■ READING TEXT:
[START]
6.04.2005

Down the Toilet

While I have heard a number of jokes about President Bush's lack of awareness about Guantanamo Bay, I can't understand how we can't respect each other's humanity. President Bush can claim that there are no human rights abuses in the world. He can claim this but what logical sense does this make when he choses to intervene for the sake of humanity? Justice, my ass. He may think that it was American genius that "eliminated" violations against Afghani women. That was never a reason for us to intervene and our troops did not change anything -- anymore than our policies. Instead, we seem to assume that we have the right answers to everything. We have the right nationality. We have the right religion. We have the right set of moral values. Hell, we even have God.
[END]
■ TASK OBJECTIVE:
Transcribe, word for word, the passage of the "Down the Toilet" post that begins with "While I have" and ends with "even have God.".

■ SUPPLIED INFORMATION:
[START]
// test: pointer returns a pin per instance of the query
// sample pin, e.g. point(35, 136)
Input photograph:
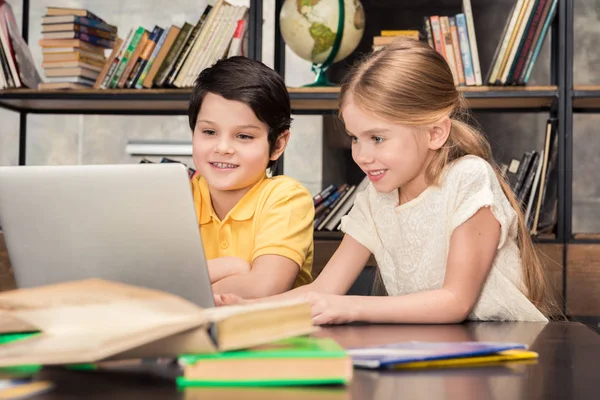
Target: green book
[END]
■ THE SOLUTION:
While I have heard a number of jokes about President Bush's lack of awareness about Guantanamo Bay, I can't understand how we can't respect each other's humanity. President Bush can claim that there are no human rights abuses in the world. He can claim this but what logical sense does this make when he choses to intervene for the sake of humanity? Justice, my ass. He may think that it was American genius that "eliminated" violations against Afghani women. That was never a reason for us to intervene and our troops did not change anything -- anymore than our policies. Instead, we seem to assume that we have the right answers to everything. We have the right nationality. We have the right religion. We have the right set of moral values. Hell, we even have God.